*What you are asked to do*. Make an exact copy of all the entries below, with the pictures left out.

------------

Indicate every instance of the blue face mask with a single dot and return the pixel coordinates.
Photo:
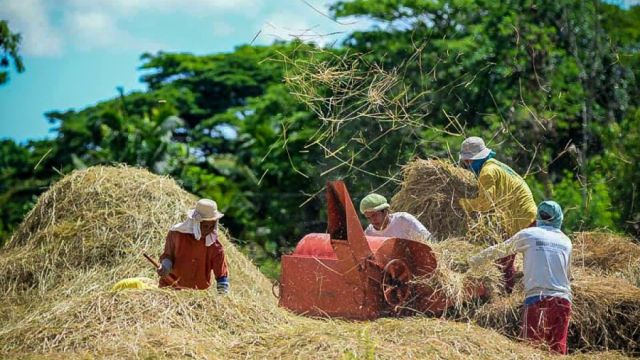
(552, 209)
(476, 165)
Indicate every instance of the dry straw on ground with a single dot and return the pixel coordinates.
(431, 189)
(88, 231)
(605, 266)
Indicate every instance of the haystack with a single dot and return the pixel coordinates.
(608, 253)
(430, 191)
(605, 316)
(88, 231)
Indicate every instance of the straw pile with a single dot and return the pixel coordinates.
(431, 190)
(606, 308)
(608, 253)
(87, 232)
(605, 316)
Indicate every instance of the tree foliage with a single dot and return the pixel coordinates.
(9, 46)
(551, 84)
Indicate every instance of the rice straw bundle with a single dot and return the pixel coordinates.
(430, 191)
(608, 253)
(87, 232)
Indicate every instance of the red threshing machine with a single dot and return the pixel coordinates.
(349, 275)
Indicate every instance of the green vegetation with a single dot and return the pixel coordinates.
(553, 83)
(9, 44)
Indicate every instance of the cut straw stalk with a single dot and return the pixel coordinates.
(62, 262)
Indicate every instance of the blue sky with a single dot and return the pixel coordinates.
(77, 52)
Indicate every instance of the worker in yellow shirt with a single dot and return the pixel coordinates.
(502, 190)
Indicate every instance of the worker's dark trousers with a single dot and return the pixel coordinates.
(506, 264)
(547, 322)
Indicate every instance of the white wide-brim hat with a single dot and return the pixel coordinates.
(473, 148)
(206, 210)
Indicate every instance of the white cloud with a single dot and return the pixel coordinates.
(95, 30)
(49, 26)
(308, 22)
(30, 18)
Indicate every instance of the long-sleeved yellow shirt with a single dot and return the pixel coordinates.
(502, 190)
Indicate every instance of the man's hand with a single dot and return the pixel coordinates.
(162, 271)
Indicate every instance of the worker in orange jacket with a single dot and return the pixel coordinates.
(192, 251)
(502, 190)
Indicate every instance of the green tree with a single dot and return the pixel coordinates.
(9, 46)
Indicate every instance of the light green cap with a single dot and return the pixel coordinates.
(373, 202)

------------

*Task response*.
Indicate every instance of the blue face mask with a single dot and return the pixel coordinates.
Photo:
(552, 209)
(476, 165)
Indicate every instance of the dry straw on ground with a single dot and return the pixel coordinates.
(431, 189)
(88, 231)
(605, 266)
Indicate every instance of the haystack with a single dot and return the pixel coordinates.
(608, 253)
(430, 191)
(605, 316)
(88, 231)
Indicate every instance of the straw pile with a single dot and return the pixel coordinates.
(431, 190)
(606, 308)
(608, 253)
(87, 232)
(605, 316)
Indicate every instance of the tree foliage with a single dot and return the pixel coordinates.
(9, 46)
(551, 84)
Indicate every instance of the rice straw bundle with a single dot and return the pixel coordinates.
(430, 191)
(608, 253)
(87, 232)
Indicate every instance of the red threshing machine with a single dot and return the pixel coordinates.
(349, 275)
Indicate every instance of the green vegetation with a single dot and return the pixel coordinates.
(553, 83)
(9, 44)
Indicate every instance of the cut straw stalk with a single dot and return the pixel coordinates.
(62, 262)
Indicate every instance of the blue sky with a single dot and return the pixel coordinates.
(77, 52)
Indicate every instance of the worker in yellow shirt with a single dot and return the pixel coordinates.
(502, 190)
Indicate every instance of the worker's dark trousers with a single dot and return the pixel coordinates.
(506, 264)
(547, 322)
Indicate every instance of the white wide-brim hat with a single dot and return the pixel coordinates.
(473, 148)
(206, 210)
Indicate every instance of the white cloud with a single dot and return the pixel coordinates.
(95, 30)
(49, 26)
(308, 22)
(30, 18)
Indicate every instance of the long-sleeved yellow shirt with a single dot and return the pixel coordinates.
(502, 190)
Indicate every instance of the man's hand with a single dot and return the pixel coordinates.
(162, 271)
Indicate every instance of the worker in orange jacket with a single dot and return the pixel coordinates.
(192, 251)
(502, 190)
Indicate every instance of the green tree with a single dot and return the pixel coordinates.
(9, 46)
Indicate every instance of the light green cap with a single dot and return the pixel coordinates.
(373, 202)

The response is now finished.